Begin Data for processing
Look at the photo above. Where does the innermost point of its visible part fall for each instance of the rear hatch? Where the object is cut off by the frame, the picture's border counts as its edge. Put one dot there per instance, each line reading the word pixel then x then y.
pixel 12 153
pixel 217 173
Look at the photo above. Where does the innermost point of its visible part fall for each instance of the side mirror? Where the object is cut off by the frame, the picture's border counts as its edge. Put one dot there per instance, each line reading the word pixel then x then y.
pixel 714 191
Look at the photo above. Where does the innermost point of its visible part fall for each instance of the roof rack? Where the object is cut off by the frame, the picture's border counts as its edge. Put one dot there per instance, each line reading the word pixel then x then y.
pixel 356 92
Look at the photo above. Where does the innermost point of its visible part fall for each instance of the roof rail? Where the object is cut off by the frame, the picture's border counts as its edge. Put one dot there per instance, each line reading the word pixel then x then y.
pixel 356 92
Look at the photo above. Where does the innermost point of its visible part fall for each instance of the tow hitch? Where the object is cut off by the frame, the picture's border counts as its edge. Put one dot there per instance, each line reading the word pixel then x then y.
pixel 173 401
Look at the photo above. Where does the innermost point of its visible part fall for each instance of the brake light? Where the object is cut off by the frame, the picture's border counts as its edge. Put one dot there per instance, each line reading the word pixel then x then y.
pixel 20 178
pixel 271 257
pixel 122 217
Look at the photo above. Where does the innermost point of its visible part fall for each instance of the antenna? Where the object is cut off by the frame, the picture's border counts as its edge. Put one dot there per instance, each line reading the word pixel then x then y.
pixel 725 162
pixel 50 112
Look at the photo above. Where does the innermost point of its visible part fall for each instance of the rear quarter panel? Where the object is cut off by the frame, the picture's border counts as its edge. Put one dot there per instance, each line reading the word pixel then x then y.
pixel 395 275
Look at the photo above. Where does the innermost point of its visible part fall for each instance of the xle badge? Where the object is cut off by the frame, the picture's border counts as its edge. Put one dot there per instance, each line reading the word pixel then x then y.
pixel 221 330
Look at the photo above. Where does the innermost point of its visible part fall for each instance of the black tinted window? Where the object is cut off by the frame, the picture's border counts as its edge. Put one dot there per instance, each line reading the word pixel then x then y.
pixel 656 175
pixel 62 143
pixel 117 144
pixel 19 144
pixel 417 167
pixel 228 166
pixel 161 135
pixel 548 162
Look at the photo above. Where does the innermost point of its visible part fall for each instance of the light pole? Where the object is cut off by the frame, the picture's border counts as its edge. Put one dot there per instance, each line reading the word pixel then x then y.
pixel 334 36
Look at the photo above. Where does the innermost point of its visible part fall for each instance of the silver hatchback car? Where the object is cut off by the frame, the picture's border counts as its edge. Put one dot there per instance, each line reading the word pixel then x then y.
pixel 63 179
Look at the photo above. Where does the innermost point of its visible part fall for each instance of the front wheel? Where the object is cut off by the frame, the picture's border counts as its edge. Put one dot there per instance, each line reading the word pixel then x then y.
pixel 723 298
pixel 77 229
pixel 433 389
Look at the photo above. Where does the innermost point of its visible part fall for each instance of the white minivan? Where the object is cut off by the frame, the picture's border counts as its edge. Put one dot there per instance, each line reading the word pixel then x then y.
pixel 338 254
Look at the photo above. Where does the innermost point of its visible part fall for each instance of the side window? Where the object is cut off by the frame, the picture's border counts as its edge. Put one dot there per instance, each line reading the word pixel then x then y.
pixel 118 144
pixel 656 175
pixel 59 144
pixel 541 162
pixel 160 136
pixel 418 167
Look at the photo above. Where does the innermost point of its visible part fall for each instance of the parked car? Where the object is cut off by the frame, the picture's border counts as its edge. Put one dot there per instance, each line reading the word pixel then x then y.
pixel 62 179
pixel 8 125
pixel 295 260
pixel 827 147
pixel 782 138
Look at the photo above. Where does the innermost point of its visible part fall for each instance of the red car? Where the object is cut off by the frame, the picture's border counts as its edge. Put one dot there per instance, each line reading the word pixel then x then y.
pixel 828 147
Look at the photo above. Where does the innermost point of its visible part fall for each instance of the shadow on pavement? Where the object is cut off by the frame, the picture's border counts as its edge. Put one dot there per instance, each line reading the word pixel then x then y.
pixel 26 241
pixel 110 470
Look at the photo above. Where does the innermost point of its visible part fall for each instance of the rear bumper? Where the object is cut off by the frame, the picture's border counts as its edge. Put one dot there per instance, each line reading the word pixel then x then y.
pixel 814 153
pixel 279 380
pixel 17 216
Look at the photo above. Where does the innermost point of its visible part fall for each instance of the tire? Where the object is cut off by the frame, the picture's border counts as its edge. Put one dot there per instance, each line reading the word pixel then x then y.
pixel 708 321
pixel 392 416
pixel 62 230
End Data for processing
The required output is the exact sequence of lines from the one containing "of the parked" through the end of the listing, both endpoints included.

Look at the photo above. Where does the innermost point of its visible part fall for each instance of the parked car? Where the object is cut off by the frame, the picture's border counts as its edge. Put one dot there per instance, each line reading the word pixel then x then y.
pixel 62 179
pixel 8 125
pixel 295 260
pixel 827 147
pixel 782 138
Look at the photo above. Where does the innermost point of its visible part fall for each instance of the red car? Where the object is cut off by the frame, the picture's border counts as its edge. Put one dot there per instance, each line reading the word pixel then x then y.
pixel 828 147
Look at the photo above. Where does the innermost point of its visible part fall for each instance of the shadow on pavement? Where the object is cut off by the frame, the picture's border counts as its edge. Put one dot there per instance, each line reading the word pixel then x then y.
pixel 26 241
pixel 110 470
Look at the photo above. Where does the innermost point of its visible part fall for each instance of the rear bumper? Where the object is cut off by the frame, the picture's border counts as its edge. Put one dot there per instance, each line reading the word pixel then x then y.
pixel 814 153
pixel 279 380
pixel 17 216
Look at the photo above. Where does the innermost point of its visible part fall for each instance of the tire? Where the object is cut off by the frame, the picture's border counts as its edge. Put one dot there per instance, each line reading the word pixel then x then y.
pixel 708 321
pixel 392 416
pixel 62 230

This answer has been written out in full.